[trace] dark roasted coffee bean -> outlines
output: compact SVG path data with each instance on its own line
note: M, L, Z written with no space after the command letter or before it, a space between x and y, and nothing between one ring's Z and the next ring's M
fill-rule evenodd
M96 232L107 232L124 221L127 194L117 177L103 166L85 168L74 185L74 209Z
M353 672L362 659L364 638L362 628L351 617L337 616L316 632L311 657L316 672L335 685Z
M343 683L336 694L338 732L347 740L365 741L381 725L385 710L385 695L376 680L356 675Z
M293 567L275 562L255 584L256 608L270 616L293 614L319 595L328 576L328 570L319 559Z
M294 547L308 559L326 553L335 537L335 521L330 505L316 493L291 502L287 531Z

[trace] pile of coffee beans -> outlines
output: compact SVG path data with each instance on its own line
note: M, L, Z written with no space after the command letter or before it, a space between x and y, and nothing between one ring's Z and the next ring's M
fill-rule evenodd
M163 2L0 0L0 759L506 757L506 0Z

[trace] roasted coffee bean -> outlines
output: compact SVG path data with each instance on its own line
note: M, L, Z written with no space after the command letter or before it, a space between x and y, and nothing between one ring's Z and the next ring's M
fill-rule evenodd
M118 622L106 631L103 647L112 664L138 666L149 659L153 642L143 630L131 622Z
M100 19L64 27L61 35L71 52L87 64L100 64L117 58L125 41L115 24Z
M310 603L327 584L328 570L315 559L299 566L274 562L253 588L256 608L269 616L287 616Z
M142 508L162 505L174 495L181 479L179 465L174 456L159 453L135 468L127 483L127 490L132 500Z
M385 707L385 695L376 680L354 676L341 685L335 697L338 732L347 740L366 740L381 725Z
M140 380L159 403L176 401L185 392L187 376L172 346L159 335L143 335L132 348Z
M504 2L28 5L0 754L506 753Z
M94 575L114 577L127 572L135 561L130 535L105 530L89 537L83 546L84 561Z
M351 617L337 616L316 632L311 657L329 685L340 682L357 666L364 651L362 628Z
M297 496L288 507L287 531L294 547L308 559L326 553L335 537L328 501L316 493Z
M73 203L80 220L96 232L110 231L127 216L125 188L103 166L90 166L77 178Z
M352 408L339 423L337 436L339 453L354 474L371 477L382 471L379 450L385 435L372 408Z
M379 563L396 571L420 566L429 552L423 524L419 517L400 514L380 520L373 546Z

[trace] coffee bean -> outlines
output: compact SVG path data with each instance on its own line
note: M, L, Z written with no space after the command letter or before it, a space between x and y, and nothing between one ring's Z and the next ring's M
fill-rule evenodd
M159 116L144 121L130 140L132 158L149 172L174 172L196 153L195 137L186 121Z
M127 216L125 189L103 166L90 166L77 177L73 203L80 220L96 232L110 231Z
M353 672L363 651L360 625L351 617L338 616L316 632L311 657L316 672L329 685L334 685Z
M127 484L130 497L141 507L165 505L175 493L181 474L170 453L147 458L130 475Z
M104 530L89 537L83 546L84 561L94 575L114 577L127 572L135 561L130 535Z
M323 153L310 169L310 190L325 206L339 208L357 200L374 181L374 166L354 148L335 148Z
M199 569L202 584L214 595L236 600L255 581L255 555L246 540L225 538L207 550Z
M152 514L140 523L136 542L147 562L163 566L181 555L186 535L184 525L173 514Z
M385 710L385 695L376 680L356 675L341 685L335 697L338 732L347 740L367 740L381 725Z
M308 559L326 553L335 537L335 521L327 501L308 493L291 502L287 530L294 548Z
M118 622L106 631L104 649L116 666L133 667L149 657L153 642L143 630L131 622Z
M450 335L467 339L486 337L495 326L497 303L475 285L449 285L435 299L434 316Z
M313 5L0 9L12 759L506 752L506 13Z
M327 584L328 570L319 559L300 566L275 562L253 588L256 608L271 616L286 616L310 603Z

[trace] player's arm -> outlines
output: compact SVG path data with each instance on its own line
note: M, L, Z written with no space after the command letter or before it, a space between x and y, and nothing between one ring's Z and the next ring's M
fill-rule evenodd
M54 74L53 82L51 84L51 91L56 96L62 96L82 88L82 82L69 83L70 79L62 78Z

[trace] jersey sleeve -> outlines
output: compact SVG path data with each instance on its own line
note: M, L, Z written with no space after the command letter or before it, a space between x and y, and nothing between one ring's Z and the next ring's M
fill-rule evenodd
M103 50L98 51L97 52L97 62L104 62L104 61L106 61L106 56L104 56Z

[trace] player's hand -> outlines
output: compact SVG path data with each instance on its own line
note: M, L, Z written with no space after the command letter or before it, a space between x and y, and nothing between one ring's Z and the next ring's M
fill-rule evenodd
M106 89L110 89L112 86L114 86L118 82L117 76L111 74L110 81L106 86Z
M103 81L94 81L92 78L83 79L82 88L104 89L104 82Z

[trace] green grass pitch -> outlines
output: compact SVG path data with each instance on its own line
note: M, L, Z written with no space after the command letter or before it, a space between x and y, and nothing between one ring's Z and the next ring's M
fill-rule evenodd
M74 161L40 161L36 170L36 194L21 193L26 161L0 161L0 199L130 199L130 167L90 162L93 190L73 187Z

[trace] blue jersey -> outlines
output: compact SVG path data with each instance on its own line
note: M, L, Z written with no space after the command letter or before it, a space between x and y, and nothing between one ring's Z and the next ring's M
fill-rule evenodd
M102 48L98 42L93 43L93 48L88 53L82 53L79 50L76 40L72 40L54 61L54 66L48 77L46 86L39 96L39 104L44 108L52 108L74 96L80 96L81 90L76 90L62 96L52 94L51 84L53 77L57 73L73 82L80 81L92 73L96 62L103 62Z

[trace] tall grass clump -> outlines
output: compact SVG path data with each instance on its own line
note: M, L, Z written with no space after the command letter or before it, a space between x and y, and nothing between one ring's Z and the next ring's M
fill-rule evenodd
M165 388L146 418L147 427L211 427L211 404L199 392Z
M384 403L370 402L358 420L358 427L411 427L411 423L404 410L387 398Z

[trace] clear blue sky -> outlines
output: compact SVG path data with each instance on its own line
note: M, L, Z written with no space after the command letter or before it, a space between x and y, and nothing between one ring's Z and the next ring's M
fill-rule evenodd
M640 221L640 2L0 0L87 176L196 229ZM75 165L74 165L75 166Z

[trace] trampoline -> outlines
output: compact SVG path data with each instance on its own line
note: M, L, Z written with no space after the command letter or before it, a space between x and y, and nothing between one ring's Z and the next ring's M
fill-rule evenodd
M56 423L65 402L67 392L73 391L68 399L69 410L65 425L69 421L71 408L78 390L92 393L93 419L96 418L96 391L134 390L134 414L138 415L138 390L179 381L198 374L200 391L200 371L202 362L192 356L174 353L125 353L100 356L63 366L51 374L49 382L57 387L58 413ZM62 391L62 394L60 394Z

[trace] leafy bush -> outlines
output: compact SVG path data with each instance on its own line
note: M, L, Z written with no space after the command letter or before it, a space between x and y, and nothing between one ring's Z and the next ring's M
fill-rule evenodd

________

> TASK TO COMPLETE
Please rewrite every line of the items above as a Markdown table with the columns "Row" and "Line", numbering the rows in order and leaving out blank lines.

> SOLUTION FOR THIS TASK
| Row | Line |
|---|---|
| 1 | [trace] dark roasted coffee bean -> outlines |
| 2 | output: compact SVG path data with each instance on its own line |
| 3 | note: M, L, Z written with no space after the command letter or before it, a space between x and y, and nothing between one ring's Z and the next ring's M |
| 4 | fill-rule evenodd |
| 5 | M96 232L107 232L124 221L127 194L117 177L103 166L85 168L74 185L74 209Z |
| 6 | M353 672L362 659L364 638L362 628L351 617L337 616L316 632L311 657L316 672L335 685Z |
| 7 | M343 683L336 694L338 732L347 740L365 741L381 725L385 710L385 695L376 680L356 675Z |
| 8 | M293 567L275 562L255 584L256 608L270 616L293 614L319 595L328 576L328 570L319 559Z |
| 9 | M294 547L308 559L326 553L335 537L335 521L330 505L316 493L291 502L287 531Z |
| 10 | [trace] pile of coffee beans -> outlines |
| 11 | output: compact SVG path data with each instance on its own line |
| 12 | note: M, L, Z written with no space after the command letter or before it, a space between x and y, and nothing between one ring's Z and the next ring's M |
| 13 | fill-rule evenodd |
| 14 | M163 2L0 0L0 759L506 757L506 0Z |
| 15 | [trace] roasted coffee bean -> outlines |
| 16 | output: compact SVG path data with each instance on its own line |
| 17 | note: M, L, Z written with no space after the command letter or before it, a space between x and y, and nothing between one ring's Z and the next ring's M |
| 18 | fill-rule evenodd |
| 19 | M118 622L106 631L103 647L112 664L138 666L149 659L153 642L143 630L131 622Z |
| 20 | M100 19L64 27L61 35L71 52L87 64L100 64L117 58L125 41L115 24Z |
| 21 | M310 603L327 584L328 570L315 559L299 566L274 562L253 588L256 608L269 616L287 616Z |
| 22 | M142 508L162 505L174 495L181 479L179 465L174 456L159 453L135 468L127 483L127 490L132 500Z |
| 23 | M385 707L385 695L376 680L354 676L341 685L335 697L338 732L347 740L366 740L381 725Z |
| 24 | M140 380L159 403L176 401L185 392L187 376L172 346L159 335L143 335L132 348Z |
| 25 | M504 2L28 5L0 754L506 753Z |
| 26 | M94 575L114 577L127 572L135 561L130 535L105 530L89 537L83 546L84 561Z |
| 27 | M351 617L337 616L316 632L311 657L329 685L340 682L357 666L364 651L362 628Z |
| 28 | M297 496L288 507L287 531L294 547L308 559L326 553L335 537L328 501L316 493Z |
| 29 | M73 203L80 220L96 232L110 231L127 216L125 188L103 166L90 166L77 178Z |
| 30 | M352 408L339 423L337 436L339 453L354 474L371 477L382 471L379 450L385 435L372 408Z |
| 31 | M379 563L396 571L420 566L429 552L423 524L419 517L400 514L380 520L373 546Z |
| 32 | [trace] coffee bean -> outlines |
| 33 | output: compact SVG path data with each instance on its own line |
| 34 | note: M, L, Z written with no space after the command letter or before it, a space between x and y, and nothing between one ring's Z and the next ring's M |
| 35 | fill-rule evenodd |
| 36 | M159 116L144 121L130 140L132 158L149 172L174 172L196 153L195 137L186 121Z |
| 37 | M127 216L125 189L103 166L90 166L77 177L73 203L80 220L96 232L110 231Z |
| 38 | M353 672L363 651L360 625L351 617L338 616L316 632L311 657L316 672L329 685L334 685Z |
| 39 | M127 484L130 497L141 507L165 505L175 493L181 474L170 453L147 458L130 475Z |
| 40 | M104 530L89 537L83 546L84 561L94 575L114 577L127 572L135 561L130 535Z |
| 41 | M323 153L310 169L310 190L325 206L339 208L357 200L374 181L374 166L354 148L335 148Z |
| 42 | M199 569L202 584L214 595L236 600L255 581L255 555L246 540L225 538L207 550Z |
| 43 | M152 514L140 523L136 542L147 562L163 566L181 555L186 535L184 525L173 514Z |
| 44 | M385 710L385 695L376 680L356 675L341 685L335 697L338 732L347 740L367 740L381 725Z |
| 45 | M308 559L326 553L335 537L335 521L327 501L308 493L291 502L287 530L294 548Z |
| 46 | M118 622L106 631L104 649L116 666L133 667L149 657L153 642L143 630L131 622Z |
| 47 | M450 335L467 339L486 337L495 326L497 303L475 285L449 285L435 299L434 316Z |
| 48 | M313 5L0 9L12 759L506 752L506 13Z |
| 49 | M327 584L328 570L319 559L300 566L275 562L253 588L256 608L271 616L286 616L310 603Z |
| 50 | [trace] player's arm -> outlines |
| 51 | output: compact SVG path data with each instance on its own line |
| 52 | note: M, L, Z written with no space after the command letter or before it, a space between x and y, and nothing between one ring's Z and the next ring's M |
| 53 | fill-rule evenodd |
| 54 | M54 74L53 82L51 84L51 91L56 96L62 96L82 88L82 82L69 83L70 79L62 78Z |
| 55 | [trace] jersey sleeve -> outlines |
| 56 | output: compact SVG path data with each instance on its own line |
| 57 | note: M, L, Z written with no space after the command letter or before it, a space between x and y, and nothing between one ring's Z and the next ring's M |
| 58 | fill-rule evenodd |
| 59 | M103 50L98 51L97 52L97 62L104 62L104 61L106 61L106 56L104 56Z |
| 60 | [trace] player's hand -> outlines |
| 61 | output: compact SVG path data with each instance on its own line |
| 62 | note: M, L, Z written with no space after the command letter or before it, a space between x and y, and nothing between one ring's Z and the next ring's M |
| 63 | fill-rule evenodd |
| 64 | M106 89L110 89L112 86L114 86L118 82L117 76L111 74L110 81L106 86Z |
| 65 | M103 81L94 81L92 78L83 79L82 88L104 89L104 82Z |
| 66 | [trace] green grass pitch -> outlines |
| 67 | output: compact SVG path data with each instance on its own line |
| 68 | note: M, L, Z written with no space after the command letter or before it, a space between x and y, and nothing between one ring's Z and the next ring's M |
| 69 | fill-rule evenodd |
| 70 | M74 161L40 161L36 170L36 194L21 193L26 161L0 161L0 199L130 199L130 167L90 162L93 190L73 187Z |
| 71 | [trace] blue jersey -> outlines |
| 72 | output: compact SVG path data with each instance on its own line |
| 73 | note: M, L, Z written with no space after the command letter or before it, a space between x and y, and nothing between one ring's Z and the next ring's M |
| 74 | fill-rule evenodd |
| 75 | M102 48L98 42L93 43L93 48L88 53L82 53L79 50L76 40L72 40L54 61L54 66L48 77L46 86L39 96L39 104L44 108L52 108L74 96L80 96L81 90L76 90L62 96L52 94L51 84L53 77L57 73L73 82L80 81L92 73L96 62L103 62Z |
| 76 | [trace] tall grass clump -> outlines |
| 77 | output: compact SVG path data with each instance on its own line |
| 78 | note: M, L, Z written with no space after the command letter or before it, a space between x and y, and nothing between one ring's Z and the next ring's M |
| 79 | fill-rule evenodd |
| 80 | M165 388L146 418L147 427L211 427L211 404L199 392Z |
| 81 | M384 403L370 402L358 420L358 427L411 427L411 423L404 410L387 398Z |
| 82 | [trace] clear blue sky -> outlines |
| 83 | output: compact SVG path data with each instance on its own line |
| 84 | note: M, L, Z written with no space after the command letter or before it, a space between x and y, and nothing between one ring's Z and the next ring's M |
| 85 | fill-rule evenodd |
| 86 | M640 221L640 2L0 0L87 176L196 229ZM75 165L74 165L75 166Z |
| 87 | [trace] trampoline -> outlines |
| 88 | output: compact SVG path data with each instance on its own line |
| 89 | note: M, L, Z written with no space after the command letter or before it, a space between x and y, and nothing between one ring's Z and the next ring's M |
| 90 | fill-rule evenodd |
| 91 | M56 423L65 402L67 392L73 391L68 399L69 410L65 425L69 421L71 408L78 390L92 393L93 419L96 418L96 391L134 390L134 414L138 415L138 390L179 381L198 374L200 391L200 371L202 362L192 356L174 353L125 353L100 356L63 366L51 374L49 382L57 387L58 413ZM62 391L62 394L60 394Z |
| 92 | [trace] leafy bush -> outlines |
| 93 | output: compact SVG path data with each instance on its own line |
| 94 | note: M, L, Z written with no space after the command letter or before it, a space between x and y, and nothing between one ring's Z and the next ring's M |
| 95 | fill-rule evenodd |